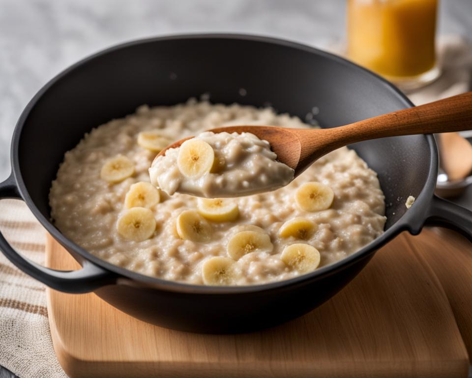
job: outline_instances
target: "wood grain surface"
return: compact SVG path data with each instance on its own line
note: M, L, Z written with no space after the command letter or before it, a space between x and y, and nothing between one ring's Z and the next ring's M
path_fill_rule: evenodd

Your task.
Put each line of the listing above into a Markdown table with the columns "Row" and "Line". Skip blank lines and leave the picture out.

Exercise response.
| Row | Line |
|---|---|
| 1 | job: outline_instances |
| 2 | target: "wood grain surface" |
| 3 | return: compact SVG path data with each instance on its own line |
| 4 | note: M, L, Z written with no space after the command letter or before it, a space between x and y, and nothing between one ring's Z and the next ring's M |
| 5 | path_fill_rule: evenodd |